→ Exercise prompt: Each line from the one containing "wall with a single marker." through the end of the entries below should be transcribed exactly, and no other line.

→ Source material:
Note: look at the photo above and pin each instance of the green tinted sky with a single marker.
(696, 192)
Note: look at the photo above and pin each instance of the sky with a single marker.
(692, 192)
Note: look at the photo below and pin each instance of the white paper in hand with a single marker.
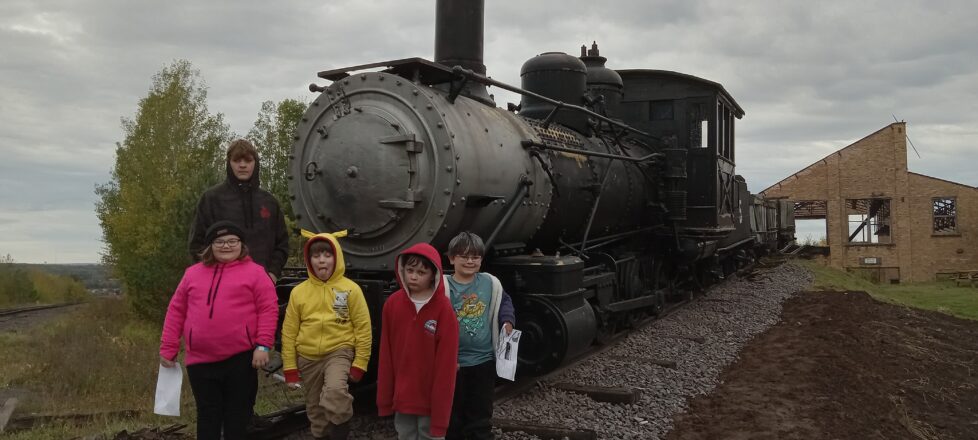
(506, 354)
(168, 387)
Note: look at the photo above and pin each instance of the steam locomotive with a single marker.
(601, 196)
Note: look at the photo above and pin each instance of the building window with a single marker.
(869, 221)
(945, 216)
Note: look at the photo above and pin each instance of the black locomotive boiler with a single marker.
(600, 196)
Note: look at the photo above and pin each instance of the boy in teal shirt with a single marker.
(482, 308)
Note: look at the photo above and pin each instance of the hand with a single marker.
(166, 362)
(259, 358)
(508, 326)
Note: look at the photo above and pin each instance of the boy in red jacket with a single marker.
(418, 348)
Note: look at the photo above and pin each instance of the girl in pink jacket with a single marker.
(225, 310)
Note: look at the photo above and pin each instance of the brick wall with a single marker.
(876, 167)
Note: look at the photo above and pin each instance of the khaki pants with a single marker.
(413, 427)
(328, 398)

→ Worked solution:
Note: look at the photo above and pin each instance of the brick wall with a single marker.
(876, 167)
Note: look at the photo above and pin each instance of the khaki pants with a single marker.
(413, 427)
(328, 398)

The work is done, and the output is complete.